__Exercise materials__
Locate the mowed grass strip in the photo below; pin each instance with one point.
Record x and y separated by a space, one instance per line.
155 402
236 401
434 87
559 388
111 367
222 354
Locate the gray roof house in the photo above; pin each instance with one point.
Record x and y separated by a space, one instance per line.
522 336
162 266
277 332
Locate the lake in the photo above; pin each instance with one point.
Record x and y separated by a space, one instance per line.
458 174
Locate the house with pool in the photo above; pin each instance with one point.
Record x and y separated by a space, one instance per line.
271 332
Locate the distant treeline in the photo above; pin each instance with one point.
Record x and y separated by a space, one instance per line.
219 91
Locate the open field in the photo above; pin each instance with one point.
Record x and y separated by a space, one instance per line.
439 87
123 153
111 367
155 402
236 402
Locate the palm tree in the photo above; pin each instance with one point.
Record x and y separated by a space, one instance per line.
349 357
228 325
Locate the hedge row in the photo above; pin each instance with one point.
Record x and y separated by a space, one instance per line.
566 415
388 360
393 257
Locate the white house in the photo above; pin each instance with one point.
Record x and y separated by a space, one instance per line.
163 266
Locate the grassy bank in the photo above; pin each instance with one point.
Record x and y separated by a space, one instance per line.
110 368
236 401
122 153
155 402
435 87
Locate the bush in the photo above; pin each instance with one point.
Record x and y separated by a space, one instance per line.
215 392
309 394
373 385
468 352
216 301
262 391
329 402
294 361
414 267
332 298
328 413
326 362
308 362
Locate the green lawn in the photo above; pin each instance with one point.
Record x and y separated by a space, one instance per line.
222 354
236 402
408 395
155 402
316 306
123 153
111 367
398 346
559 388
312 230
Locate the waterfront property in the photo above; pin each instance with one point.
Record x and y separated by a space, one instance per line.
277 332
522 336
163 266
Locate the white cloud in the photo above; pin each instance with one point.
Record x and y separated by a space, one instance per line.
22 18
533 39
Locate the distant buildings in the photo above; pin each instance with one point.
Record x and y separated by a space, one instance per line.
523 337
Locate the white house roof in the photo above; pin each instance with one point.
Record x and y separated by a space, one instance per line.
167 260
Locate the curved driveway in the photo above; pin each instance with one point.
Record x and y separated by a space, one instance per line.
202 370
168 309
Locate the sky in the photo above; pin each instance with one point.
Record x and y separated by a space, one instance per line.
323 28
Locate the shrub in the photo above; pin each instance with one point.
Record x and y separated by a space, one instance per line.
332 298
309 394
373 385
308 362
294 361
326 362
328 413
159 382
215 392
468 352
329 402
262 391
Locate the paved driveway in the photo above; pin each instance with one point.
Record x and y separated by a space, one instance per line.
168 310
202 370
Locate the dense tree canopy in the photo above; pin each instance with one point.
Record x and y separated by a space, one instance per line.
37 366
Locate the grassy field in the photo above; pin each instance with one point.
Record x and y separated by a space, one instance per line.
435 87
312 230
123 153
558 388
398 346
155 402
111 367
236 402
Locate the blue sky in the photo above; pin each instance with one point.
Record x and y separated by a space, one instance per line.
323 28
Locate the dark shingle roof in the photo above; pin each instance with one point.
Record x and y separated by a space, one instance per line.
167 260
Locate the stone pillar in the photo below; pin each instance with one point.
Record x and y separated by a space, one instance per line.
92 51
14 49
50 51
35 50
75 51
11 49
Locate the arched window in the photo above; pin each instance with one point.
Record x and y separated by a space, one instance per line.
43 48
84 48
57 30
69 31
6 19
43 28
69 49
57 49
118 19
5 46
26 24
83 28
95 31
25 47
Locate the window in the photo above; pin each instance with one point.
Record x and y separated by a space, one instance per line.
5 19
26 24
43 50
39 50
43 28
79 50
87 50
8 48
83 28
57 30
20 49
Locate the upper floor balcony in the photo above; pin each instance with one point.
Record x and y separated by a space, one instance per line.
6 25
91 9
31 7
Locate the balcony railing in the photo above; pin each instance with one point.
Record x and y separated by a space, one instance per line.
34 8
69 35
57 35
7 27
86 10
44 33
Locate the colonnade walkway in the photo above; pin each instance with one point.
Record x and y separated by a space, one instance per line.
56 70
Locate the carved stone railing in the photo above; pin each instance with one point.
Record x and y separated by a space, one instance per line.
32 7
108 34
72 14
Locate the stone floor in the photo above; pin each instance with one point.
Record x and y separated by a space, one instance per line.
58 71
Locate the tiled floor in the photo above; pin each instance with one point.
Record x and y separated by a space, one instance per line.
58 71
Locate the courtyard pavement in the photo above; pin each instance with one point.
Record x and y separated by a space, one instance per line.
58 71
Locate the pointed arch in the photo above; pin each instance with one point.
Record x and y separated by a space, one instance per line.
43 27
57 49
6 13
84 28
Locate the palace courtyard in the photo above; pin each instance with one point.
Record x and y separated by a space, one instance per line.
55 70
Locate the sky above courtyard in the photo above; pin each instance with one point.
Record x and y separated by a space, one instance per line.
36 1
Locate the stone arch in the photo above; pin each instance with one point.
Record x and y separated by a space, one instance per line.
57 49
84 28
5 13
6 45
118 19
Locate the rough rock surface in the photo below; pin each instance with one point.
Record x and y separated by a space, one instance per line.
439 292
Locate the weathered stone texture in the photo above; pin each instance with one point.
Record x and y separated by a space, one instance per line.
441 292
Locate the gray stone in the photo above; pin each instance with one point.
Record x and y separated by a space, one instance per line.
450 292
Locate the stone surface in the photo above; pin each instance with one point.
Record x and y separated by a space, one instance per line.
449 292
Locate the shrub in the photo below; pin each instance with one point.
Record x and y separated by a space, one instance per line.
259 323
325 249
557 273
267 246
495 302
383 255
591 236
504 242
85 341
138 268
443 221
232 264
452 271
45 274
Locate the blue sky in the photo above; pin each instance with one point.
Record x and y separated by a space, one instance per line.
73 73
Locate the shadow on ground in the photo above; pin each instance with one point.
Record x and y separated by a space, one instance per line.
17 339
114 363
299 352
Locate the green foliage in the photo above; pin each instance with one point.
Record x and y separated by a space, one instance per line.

__What to produce__
Print every entry exactly as it appears.

__Final result__
Locate the mowed grass strip in the photo below; pin each instance with one point.
Record x and y separated by a space, one instance per line.
155 402
236 401
434 87
559 388
111 367
222 354
Locate the gray roof house in the photo above; pin each instance with one point.
Record x and y separated by a space, one instance per line.
522 336
162 266
277 332
Locate the lake in the photo above; pin each instance with one point.
Record x and y separated by a space, one instance per line.
458 174
Locate the house with pool in the photo above; pin each instance with one point.
Record x and y separated by a space, one instance per line.
271 332
Locate the distant treeline in the photo above; pin each instance with one point.
Record x and y separated by a space, one instance per line.
219 91
Locate the open field in the photo above; pin each instance with one point.
Record x and y separated by a space, one instance per line.
439 87
123 153
111 367
155 402
236 402
Locate the palm tree in the photo above; pin each instance with one point.
Record x and y separated by a space, one instance per line.
349 357
228 325
Locate the hedge row in the photo above; pin each instance with one point.
Record x and y separated by a space, one instance per line.
566 415
388 360
393 257
Locate the white house in the photo above; pin each instance with one point.
Record x and y separated by a space, one instance per line.
163 266
Locate the grassy bank in the photo above; pin each instance with one point.
Record x and y separated by a space, one instance per line.
110 368
236 401
122 153
155 402
435 87
Locate the bush in the photo above; pin each instance with one point.
Record x and y separated by a space, one instance per line.
215 392
309 394
373 385
468 352
216 301
262 391
329 402
294 361
414 267
332 298
328 413
326 362
308 362
Locate the green lawn in the photo above; pin each instance with one point.
Record x and y separated by a space, one instance per line.
222 354
236 402
408 395
155 402
316 306
123 153
111 367
398 346
559 388
312 230
Locate the waterfront property in the photo above; pin each instance with one point.
Record x and y separated by a space, one instance per line.
277 332
522 336
163 266
Locate the white cloud in the photo above; pin each instance with one point.
Record x and y separated by a space, one instance per line.
22 18
533 39
Locate the distant buildings in the photo above; pin each instance with one point.
Record x and y separated by a space, one instance per line.
523 337
Locate the white house roof in the photo above; pin each instance with one point.
Record x and y separated by a space, one instance per line.
167 260
Locate the curved driveway in the photo above; pin each instance with one point.
Record x and y separated by a space, one instance per line.
202 370
168 309
Locate the sky in the photo above; pin each instance with one point.
Record x and y separated by a space, one instance per line.
323 28
Locate the shrub in the photo above; pin each instance with one point.
Record x and y separated by a space, one instance per line.
332 298
309 394
373 385
308 362
294 361
326 362
328 413
159 382
215 392
468 352
329 402
262 391
Locate the paved driveway in the photo above; pin each instance with one point.
Record x and y separated by a space, one instance per line.
168 310
202 370
Locate the dense tree canopy in the photo above; pin each instance with one point.
Record x and y separated by a space, one instance per line.
37 366
Locate the grassy field in the photo above; pin each instance with one point.
Record x and y separated by a space, one instance per line.
435 87
312 230
123 153
558 388
398 346
155 402
111 367
236 402
Locate the blue sky in the photo above; pin each instance with one point.
Record x and y separated by a space, one instance per line.
323 28
Locate the dark shingle roof in the photo above; pin each instance with one point.
Record x and y separated by a space, one instance per line.
167 260
Locate the stone pillar in the photo below; pin each instance with one point.
Record x and y separated by a space, one instance per line.
92 51
14 49
50 51
35 50
75 51
11 49
Locate the arched window in the photo above; pin each instance with one point.
Record x and y separated by a space, one instance per line.
43 48
84 48
57 30
69 31
6 19
43 28
69 49
57 49
118 19
5 46
26 24
83 28
95 31
25 47
Locate the window in the photo above; pin each instance with one point.
Record x and y separated by a space, one instance per line.
5 19
26 24
43 50
39 50
43 28
79 50
87 50
8 48
83 28
57 30
20 49
Locate the upper floor balcony in the photo above; pin each instance with one point.
Record x and y separated by a space, one instance per line.
6 25
91 9
31 7
Locate the balcony railing in the photo above; pin each instance with one point.
Record x and y separated by a space, one instance per line.
34 8
69 35
57 35
7 27
86 10
44 33
Locate the colonnade walkway in the photo above; pin each instance with one point.
Record x and y separated by a space, one instance per line.
56 70
Locate the carved stone railing in the photo above; pin each instance with one point.
Record x and y separated by a space, one instance per line.
32 7
108 34
72 14
Locate the stone floor in the photo above; pin each instance with one point.
Record x and y separated by a space, one instance per line.
58 71
Locate the tiled floor in the photo above; pin each instance with one point.
Record x and y separated by a space, one instance per line.
58 71
Locate the courtyard pavement in the photo above; pin each instance with one point.
Record x and y separated by a space, one instance per line.
58 71
Locate the pointed arch in the photo above; pin each instance with one point.
Record x and y separated by a space, one instance per line.
43 27
57 49
6 13
84 28
Locate the palace courtyard in the photo above; pin each instance with one point.
Record x and y separated by a space, one instance per line.
55 70
Locate the sky above courtyard in the photo above; pin each instance with one point.
Record x and y separated by a space, one instance per line.
36 1
Locate the stone arch in the photo above; pin each instance with one point.
Record x and y separated by a space, one instance per line.
57 49
84 28
5 13
6 45
118 19
Locate the rough rock surface in the photo below; pin each instance with one point.
Record x and y separated by a space, one instance per line.
439 292
Locate the weathered stone texture in the photo above; pin each instance with one point.
Record x and y separated by a space, one instance per line.
441 292
Locate the gray stone in the photo above; pin each instance with one point.
Record x and y separated by a space, one instance per line.
450 292
Locate the stone surface in the photo above; pin each instance with one point.
Record x and y separated by a space, one instance per line.
449 292
Locate the shrub in the photo below; pin each instance with one point.
Record x and y separated by a space, one instance per line.
259 323
325 249
557 273
267 246
495 302
383 255
591 236
504 242
85 341
138 268
443 221
232 264
452 271
45 274
Locate the blue sky in the photo above; pin each instance with one point.
Record x and y separated by a space, one instance per line.
73 73
Locate the shadow on ground in the photo above; pin each instance with one point.
Record x and y separated by a space, one instance per line.
17 339
114 363
299 352
Locate the green foliage in the photo above; pin each instance with one point.
Record x and y separated by a space, one instance per line.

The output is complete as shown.